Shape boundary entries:
(begin)

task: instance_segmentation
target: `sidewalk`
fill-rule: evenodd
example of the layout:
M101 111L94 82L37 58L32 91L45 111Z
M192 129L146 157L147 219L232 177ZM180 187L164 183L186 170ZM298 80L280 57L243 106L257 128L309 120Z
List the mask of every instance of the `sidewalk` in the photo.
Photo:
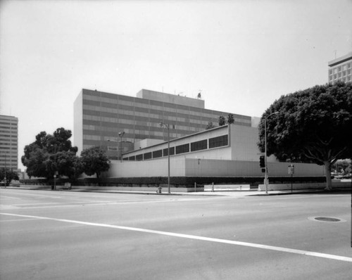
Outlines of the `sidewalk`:
M299 193L334 193L337 192L351 192L351 190L346 189L336 189L332 191L326 191L324 190L316 190L316 189L305 189L305 190L293 190L291 192L289 191L268 191L268 193L265 191L258 191L256 189L253 190L216 190L212 191L211 190L205 190L204 191L198 192L171 192L171 193L168 193L167 189L163 189L161 193L156 193L156 189L153 191L116 191L116 190L85 190L85 189L61 189L58 191L53 191L50 188L26 188L25 186L20 187L15 186L7 186L3 187L1 189L27 189L27 190L42 190L42 191L74 191L74 192L91 192L91 193L134 193L134 194L147 194L147 195L155 195L155 196L231 196L231 197L245 197L245 196L279 196L279 195L289 195L289 194L299 194Z

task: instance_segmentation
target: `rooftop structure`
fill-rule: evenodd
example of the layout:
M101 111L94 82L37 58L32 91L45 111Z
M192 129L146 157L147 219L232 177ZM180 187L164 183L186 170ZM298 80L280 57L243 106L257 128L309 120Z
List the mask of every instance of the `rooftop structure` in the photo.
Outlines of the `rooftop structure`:
M352 51L344 56L329 61L329 82L352 82Z

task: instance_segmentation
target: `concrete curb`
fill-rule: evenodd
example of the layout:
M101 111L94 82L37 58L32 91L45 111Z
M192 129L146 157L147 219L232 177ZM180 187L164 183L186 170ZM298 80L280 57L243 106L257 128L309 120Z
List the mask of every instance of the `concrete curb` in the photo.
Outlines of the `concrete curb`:
M201 191L201 192L171 192L168 193L167 191L161 193L157 193L156 191L118 191L118 190L98 190L98 189L60 189L54 191L51 188L23 188L7 186L1 187L1 189L24 189L32 191L74 191L74 192L86 192L86 193L133 193L133 194L144 194L144 195L156 195L156 196L230 196L230 197L245 197L245 196L287 196L294 194L310 194L310 193L351 193L351 189L336 189L332 191L324 191L321 189L306 189L306 190L297 190L293 192L291 191L268 191L268 193L264 191L258 191L257 190L231 190L231 191Z

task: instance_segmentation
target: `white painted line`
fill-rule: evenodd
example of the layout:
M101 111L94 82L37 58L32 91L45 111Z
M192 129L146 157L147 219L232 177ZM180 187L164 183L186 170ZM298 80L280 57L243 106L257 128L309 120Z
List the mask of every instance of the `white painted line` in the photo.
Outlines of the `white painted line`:
M326 258L326 259L342 260L344 262L352 262L352 257L344 257L344 256L340 256L340 255L337 255L325 254L322 253L306 251L306 250L303 250L291 249L291 248L283 248L283 247L271 246L268 246L268 245L257 244L257 243L249 243L249 242L235 241L232 241L232 240L213 238L210 238L210 237L198 236L189 235L189 234L176 234L176 233L173 233L173 232L156 231L156 230L153 230L153 229L139 229L137 227L115 226L113 224L99 224L99 223L87 222L82 222L82 221L75 221L73 219L66 219L50 218L50 217L41 217L41 216L31 216L31 215L18 215L18 214L10 214L10 213L3 213L3 212L0 212L0 215L27 217L27 218L38 219L49 219L49 220L56 221L56 222L68 222L68 223L73 223L73 224L84 224L84 225L87 225L87 226L101 227L108 227L108 228L111 228L111 229L124 229L124 230L139 231L139 232L146 232L149 234L161 234L161 235L165 235L165 236L168 236L180 237L180 238L189 238L189 239L194 239L194 240L201 240L203 241L217 242L217 243L225 243L225 244L238 245L238 246L241 246L258 248L260 249L272 250L275 250L275 251L279 251L279 252L290 253L293 253L293 254L304 255L309 255L309 256L312 256L312 257L323 257L323 258Z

(end)

Short task →
Reproduce every record above word for word, leaving out the pictures.

Solution to this task →
task: instance_segmentation
target: `sidewalk`
fill-rule: evenodd
example of the layout:
M101 111L94 82L37 58L32 91L45 111Z
M192 129L146 157L147 219L232 177ZM180 187L164 183L186 170ZM298 80L280 57L243 106L257 128L309 120Z
List the mask of every instance of the `sidewalk` in the photo.
Photo:
Outlines of the `sidewalk`:
M299 193L334 193L337 192L351 192L351 190L346 189L336 189L332 191L326 191L324 190L316 190L316 189L305 189L305 190L293 190L291 192L289 191L268 191L268 193L265 191L258 191L256 189L253 190L216 190L212 191L211 190L205 190L204 191L198 192L171 192L171 193L168 193L167 189L163 189L161 193L156 193L156 189L153 191L116 191L116 190L85 190L85 189L61 189L58 191L53 191L50 188L26 188L25 186L20 187L15 186L7 186L3 187L1 189L27 189L27 190L42 190L42 191L74 191L74 192L91 192L91 193L134 193L134 194L147 194L147 195L155 195L155 196L231 196L231 197L245 197L245 196L279 196L279 195L289 195L289 194L299 194Z

task: instance_segmentation
target: `rooftop structure`
fill-rule: evenodd
example of the layout:
M101 111L94 82L37 58L32 91L45 111Z
M192 129L146 157L147 219L232 177ZM180 187L164 183L186 170ZM298 80L280 57L243 106L257 128L309 120Z
List the mask of every instance of the `rooftop structure` in the photo.
Outlines of the `rooftop structure`:
M352 51L344 56L329 61L329 82L352 82Z

task: instance_segmentation
target: `concrete curb`
fill-rule: evenodd
example of the layout:
M101 111L94 82L37 58L32 91L45 111Z
M192 129L146 157L147 219L232 177ZM180 187L164 183L186 170ZM298 80L280 57L243 106L257 128L309 120Z
List the mask of every instance of the `concrete curb` in the photo.
Outlines of the `concrete curb`:
M201 191L201 192L171 192L168 193L167 191L161 193L157 193L156 191L118 191L118 190L98 190L98 189L60 189L54 191L51 188L23 188L7 186L1 187L1 189L24 189L32 191L74 191L74 192L86 192L86 193L133 193L133 194L144 194L144 195L156 195L156 196L230 196L230 197L245 197L245 196L287 196L294 194L310 194L310 193L351 193L351 189L336 189L332 191L324 191L321 189L306 189L306 190L297 190L293 192L291 191L268 191L268 193L264 191L258 191L257 190L231 190L231 191Z

task: instance_segmentation
target: `white painted line`
fill-rule: evenodd
example of the layout:
M101 111L94 82L37 58L32 91L45 111Z
M192 129L146 157L147 219L232 177ZM180 187L164 183L186 170ZM298 80L280 57L243 106L257 128L309 120Z
List the mask of every instance of the `white painted line` in the photo.
Outlines of the `white painted line`:
M326 258L326 259L342 260L344 262L352 262L352 257L344 257L344 256L340 256L340 255L337 255L325 254L322 253L306 251L306 250L303 250L291 249L291 248L283 248L283 247L271 246L268 246L268 245L257 244L257 243L249 243L249 242L235 241L232 241L232 240L213 238L210 238L210 237L198 236L189 235L189 234L176 234L176 233L173 233L173 232L156 231L156 230L153 230L153 229L139 229L137 227L115 226L113 224L99 224L99 223L87 222L82 222L82 221L75 221L73 219L66 219L50 218L50 217L41 217L41 216L31 216L31 215L18 215L18 214L10 214L10 213L3 213L3 212L0 212L0 215L27 217L27 218L38 219L49 219L49 220L56 221L56 222L68 222L68 223L73 223L73 224L84 224L84 225L87 225L87 226L101 227L108 227L108 228L111 228L111 229L124 229L124 230L139 231L139 232L146 232L149 234L161 234L161 235L165 235L165 236L168 236L180 237L180 238L189 238L189 239L194 239L194 240L201 240L203 241L217 242L217 243L225 243L225 244L238 245L238 246L241 246L258 248L260 249L272 250L275 250L275 251L279 251L279 252L290 253L293 253L293 254L304 255L309 255L309 256L312 256L312 257L323 257L323 258Z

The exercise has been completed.